***** Provided data

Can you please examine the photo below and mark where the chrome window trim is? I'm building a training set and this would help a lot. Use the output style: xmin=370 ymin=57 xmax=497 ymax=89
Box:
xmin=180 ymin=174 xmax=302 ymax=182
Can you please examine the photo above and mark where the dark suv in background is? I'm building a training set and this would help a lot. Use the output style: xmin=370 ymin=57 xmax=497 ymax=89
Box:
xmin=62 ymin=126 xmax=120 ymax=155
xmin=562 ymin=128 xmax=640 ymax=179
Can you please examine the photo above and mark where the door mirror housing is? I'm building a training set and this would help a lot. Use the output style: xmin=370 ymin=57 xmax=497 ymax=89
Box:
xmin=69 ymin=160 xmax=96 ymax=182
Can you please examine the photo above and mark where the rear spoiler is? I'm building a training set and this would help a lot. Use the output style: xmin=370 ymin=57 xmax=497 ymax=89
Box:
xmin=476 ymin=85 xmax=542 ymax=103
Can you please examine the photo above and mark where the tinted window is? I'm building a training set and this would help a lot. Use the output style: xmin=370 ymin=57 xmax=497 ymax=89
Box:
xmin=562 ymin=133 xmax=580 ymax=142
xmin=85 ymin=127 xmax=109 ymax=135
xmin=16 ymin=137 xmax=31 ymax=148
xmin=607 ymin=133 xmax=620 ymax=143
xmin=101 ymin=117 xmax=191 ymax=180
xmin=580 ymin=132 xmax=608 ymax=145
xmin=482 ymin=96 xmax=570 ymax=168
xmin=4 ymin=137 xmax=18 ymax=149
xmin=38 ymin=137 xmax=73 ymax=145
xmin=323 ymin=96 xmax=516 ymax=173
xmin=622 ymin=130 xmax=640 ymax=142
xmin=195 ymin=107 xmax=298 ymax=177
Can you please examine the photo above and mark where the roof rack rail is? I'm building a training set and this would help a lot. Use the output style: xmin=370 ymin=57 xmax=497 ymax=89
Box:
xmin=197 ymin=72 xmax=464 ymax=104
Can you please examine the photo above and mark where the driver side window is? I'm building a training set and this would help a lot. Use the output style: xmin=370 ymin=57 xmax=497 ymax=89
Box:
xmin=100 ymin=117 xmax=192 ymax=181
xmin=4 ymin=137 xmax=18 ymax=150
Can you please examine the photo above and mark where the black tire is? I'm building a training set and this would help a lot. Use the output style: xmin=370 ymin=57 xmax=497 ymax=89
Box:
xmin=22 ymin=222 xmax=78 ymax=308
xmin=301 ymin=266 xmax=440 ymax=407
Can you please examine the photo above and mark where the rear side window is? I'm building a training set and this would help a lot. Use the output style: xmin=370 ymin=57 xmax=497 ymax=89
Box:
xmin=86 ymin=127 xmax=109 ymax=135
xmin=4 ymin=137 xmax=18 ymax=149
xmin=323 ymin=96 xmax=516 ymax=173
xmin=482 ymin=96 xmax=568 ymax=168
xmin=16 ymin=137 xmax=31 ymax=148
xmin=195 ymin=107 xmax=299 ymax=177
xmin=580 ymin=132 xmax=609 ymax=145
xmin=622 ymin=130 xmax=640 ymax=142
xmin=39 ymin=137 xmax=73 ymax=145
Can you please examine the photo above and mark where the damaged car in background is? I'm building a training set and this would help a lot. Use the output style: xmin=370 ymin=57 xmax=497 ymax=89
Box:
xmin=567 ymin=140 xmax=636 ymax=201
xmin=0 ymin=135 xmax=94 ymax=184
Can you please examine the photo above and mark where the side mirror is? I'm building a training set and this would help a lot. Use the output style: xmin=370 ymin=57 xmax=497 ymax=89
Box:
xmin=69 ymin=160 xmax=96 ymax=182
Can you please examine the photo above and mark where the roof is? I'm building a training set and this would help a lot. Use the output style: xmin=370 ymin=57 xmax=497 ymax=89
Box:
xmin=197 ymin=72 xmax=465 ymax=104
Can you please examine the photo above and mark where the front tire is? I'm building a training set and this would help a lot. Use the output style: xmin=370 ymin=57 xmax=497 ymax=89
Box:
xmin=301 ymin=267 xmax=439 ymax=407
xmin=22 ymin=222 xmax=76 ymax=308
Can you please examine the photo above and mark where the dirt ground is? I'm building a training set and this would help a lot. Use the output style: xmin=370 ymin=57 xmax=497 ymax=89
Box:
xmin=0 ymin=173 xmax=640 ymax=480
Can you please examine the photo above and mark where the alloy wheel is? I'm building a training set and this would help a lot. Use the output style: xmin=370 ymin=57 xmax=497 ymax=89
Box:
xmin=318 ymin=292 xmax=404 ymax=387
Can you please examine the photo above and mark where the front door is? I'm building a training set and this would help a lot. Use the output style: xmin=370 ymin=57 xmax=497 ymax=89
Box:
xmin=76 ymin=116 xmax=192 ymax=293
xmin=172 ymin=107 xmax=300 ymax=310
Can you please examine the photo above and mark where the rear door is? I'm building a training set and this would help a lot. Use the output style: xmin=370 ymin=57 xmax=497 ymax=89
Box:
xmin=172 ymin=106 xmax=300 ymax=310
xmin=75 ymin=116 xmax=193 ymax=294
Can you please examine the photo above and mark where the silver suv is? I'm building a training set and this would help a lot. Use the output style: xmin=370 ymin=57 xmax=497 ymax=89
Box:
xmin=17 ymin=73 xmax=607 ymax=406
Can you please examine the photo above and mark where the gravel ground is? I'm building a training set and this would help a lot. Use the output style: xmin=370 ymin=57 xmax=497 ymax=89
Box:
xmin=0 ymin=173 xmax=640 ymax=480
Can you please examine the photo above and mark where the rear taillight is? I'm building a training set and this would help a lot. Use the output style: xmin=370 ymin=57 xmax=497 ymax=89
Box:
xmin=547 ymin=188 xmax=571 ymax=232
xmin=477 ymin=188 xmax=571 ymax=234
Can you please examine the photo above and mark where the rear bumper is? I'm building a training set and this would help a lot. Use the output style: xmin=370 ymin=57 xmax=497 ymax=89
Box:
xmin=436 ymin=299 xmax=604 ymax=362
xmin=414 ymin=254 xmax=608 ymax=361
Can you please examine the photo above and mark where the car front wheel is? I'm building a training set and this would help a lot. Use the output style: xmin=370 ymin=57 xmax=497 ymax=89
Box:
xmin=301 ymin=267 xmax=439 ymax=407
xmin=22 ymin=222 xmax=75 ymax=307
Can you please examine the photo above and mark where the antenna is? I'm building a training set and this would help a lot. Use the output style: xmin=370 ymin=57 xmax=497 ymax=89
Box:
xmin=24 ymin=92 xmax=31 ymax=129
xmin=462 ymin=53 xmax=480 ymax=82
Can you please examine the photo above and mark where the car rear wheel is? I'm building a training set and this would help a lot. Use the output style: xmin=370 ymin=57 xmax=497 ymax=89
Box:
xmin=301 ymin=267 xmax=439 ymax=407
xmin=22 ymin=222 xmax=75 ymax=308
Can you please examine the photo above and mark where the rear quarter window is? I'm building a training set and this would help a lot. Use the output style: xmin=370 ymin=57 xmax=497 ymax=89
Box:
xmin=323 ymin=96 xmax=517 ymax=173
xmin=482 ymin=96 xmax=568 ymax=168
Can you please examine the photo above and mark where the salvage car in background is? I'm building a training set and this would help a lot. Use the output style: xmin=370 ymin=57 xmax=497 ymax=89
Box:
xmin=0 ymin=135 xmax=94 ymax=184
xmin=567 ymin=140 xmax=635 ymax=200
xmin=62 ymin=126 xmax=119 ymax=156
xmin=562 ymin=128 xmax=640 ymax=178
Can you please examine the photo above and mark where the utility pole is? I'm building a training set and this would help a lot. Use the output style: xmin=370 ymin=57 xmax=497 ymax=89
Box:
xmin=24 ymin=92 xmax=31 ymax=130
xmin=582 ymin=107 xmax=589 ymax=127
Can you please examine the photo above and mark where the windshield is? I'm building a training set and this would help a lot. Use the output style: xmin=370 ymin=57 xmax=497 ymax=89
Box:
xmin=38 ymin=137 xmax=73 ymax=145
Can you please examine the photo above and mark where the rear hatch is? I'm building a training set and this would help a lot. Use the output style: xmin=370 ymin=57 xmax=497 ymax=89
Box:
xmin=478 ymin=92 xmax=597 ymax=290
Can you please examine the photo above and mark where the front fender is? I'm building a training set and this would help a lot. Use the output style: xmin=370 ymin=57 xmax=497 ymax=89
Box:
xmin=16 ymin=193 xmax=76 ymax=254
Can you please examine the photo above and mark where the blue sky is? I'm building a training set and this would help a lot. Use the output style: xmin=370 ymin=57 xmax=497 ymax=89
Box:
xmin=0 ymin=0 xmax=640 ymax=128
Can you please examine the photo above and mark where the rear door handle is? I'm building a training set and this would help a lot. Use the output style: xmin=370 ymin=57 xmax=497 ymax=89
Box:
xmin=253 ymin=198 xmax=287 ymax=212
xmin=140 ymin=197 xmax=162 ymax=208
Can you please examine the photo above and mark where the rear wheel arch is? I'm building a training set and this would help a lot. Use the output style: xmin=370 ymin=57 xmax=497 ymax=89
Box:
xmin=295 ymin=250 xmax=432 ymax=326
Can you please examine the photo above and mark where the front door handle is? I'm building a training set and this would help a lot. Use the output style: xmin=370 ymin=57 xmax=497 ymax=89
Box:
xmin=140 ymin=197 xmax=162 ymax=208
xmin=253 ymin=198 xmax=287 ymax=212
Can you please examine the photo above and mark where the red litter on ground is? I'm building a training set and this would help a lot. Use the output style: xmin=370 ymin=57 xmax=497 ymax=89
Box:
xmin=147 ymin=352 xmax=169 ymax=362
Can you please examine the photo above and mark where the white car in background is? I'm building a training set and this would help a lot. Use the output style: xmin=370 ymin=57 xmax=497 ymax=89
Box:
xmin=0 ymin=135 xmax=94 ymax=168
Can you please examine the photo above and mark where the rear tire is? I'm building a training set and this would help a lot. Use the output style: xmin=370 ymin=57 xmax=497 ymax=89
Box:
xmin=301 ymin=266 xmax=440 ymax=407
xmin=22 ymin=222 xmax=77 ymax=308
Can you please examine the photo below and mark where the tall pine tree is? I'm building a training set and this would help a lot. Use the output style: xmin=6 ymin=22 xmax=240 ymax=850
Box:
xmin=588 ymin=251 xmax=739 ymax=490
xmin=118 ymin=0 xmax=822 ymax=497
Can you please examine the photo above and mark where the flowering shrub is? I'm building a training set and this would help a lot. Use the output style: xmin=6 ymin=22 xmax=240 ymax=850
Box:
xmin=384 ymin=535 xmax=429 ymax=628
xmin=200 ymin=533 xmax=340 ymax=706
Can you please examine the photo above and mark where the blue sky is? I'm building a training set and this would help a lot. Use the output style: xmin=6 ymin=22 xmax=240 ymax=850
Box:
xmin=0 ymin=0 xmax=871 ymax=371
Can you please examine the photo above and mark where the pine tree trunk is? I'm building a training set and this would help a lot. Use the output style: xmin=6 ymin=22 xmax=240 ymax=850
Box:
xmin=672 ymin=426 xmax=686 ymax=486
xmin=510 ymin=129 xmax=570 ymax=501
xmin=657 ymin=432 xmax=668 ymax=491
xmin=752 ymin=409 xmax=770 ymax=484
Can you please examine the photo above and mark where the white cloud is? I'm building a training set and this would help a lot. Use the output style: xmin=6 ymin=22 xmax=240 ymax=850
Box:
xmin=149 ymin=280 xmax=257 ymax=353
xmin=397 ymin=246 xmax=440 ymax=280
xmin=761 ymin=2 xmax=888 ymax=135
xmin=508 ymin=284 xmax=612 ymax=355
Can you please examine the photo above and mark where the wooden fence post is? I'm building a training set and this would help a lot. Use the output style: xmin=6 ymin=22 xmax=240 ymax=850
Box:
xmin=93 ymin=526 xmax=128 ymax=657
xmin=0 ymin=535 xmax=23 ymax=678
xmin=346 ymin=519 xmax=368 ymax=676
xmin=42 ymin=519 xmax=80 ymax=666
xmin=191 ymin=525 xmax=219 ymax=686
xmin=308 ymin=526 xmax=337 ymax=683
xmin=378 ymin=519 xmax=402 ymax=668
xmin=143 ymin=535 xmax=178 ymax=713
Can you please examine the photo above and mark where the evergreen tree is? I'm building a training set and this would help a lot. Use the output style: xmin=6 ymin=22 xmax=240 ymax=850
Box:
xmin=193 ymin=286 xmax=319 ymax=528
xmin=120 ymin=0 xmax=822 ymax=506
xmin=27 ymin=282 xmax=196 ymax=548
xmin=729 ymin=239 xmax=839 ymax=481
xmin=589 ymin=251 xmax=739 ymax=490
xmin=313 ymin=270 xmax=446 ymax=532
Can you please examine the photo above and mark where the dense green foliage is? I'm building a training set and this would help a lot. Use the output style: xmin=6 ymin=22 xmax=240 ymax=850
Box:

**********

Copy the lines word for word, starting at the very first line and ending at the line that contains "xmin=195 ymin=107 xmax=298 ymax=177", including both of those lines.

Exercise solution
Can you please examine the photo below and mark where the chrome window trim is? I'm building a training set and this would help a lot. Use the output style: xmin=370 ymin=57 xmax=497 ymax=89
Box:
xmin=180 ymin=174 xmax=302 ymax=182
Can you please examine the photo above and mark where the dark suv in background is? I'm building a training set and this would help a lot. Use the output style: xmin=370 ymin=57 xmax=497 ymax=89
Box:
xmin=62 ymin=126 xmax=120 ymax=155
xmin=562 ymin=128 xmax=640 ymax=179
Can you please examine the photo above and mark where the door mirror housing is? I'm building a training set and this would help a lot. Use the output style: xmin=370 ymin=57 xmax=497 ymax=89
Box:
xmin=69 ymin=160 xmax=96 ymax=182
Can you please examine the photo above and mark where the rear spoiler is? I'm building a training set and this would help a lot. Use the output style: xmin=370 ymin=57 xmax=497 ymax=89
Box:
xmin=476 ymin=85 xmax=542 ymax=103
Can you please examine the photo above and mark where the tinted window is? I'm building a training set and this would help a lot. Use the output style: xmin=370 ymin=57 xmax=497 ymax=89
Box:
xmin=562 ymin=133 xmax=580 ymax=142
xmin=85 ymin=127 xmax=109 ymax=135
xmin=16 ymin=137 xmax=31 ymax=148
xmin=607 ymin=133 xmax=620 ymax=143
xmin=101 ymin=117 xmax=191 ymax=180
xmin=580 ymin=132 xmax=608 ymax=145
xmin=482 ymin=96 xmax=570 ymax=168
xmin=4 ymin=137 xmax=18 ymax=149
xmin=38 ymin=137 xmax=73 ymax=145
xmin=323 ymin=96 xmax=516 ymax=173
xmin=622 ymin=130 xmax=640 ymax=142
xmin=195 ymin=107 xmax=298 ymax=177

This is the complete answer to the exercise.